_Problem statement_
Please copy out the lines between the one holding "Where can you see the bush?" and the end of the records, inclusive, with the requests unchanged and every coordinate in the answers multiplied by 0.25 and rounded to a whole number, halves going up.

_Provided data_
· · · ·

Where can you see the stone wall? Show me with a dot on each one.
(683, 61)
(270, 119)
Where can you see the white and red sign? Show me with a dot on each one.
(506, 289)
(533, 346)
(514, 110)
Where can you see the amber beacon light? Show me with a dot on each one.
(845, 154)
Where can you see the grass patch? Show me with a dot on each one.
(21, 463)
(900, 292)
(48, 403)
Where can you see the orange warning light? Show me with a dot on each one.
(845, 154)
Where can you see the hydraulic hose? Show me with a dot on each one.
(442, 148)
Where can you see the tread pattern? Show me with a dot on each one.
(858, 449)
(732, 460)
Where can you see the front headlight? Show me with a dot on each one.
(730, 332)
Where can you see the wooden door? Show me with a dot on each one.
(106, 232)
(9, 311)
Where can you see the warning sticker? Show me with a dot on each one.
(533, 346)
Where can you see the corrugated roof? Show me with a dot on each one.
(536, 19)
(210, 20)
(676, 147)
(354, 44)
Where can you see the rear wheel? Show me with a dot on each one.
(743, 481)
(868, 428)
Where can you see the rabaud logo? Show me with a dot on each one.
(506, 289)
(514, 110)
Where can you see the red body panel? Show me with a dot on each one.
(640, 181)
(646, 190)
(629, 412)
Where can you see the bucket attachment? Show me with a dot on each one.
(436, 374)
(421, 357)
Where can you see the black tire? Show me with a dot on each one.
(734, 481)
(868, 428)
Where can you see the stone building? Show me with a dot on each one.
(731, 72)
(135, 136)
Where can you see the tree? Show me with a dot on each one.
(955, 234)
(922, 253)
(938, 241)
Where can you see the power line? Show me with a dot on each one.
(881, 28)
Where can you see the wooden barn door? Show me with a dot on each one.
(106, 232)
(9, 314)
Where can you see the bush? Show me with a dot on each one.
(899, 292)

· · · ·

_The response_
Where can you see the bush? Show me with a dot on each one.
(225, 73)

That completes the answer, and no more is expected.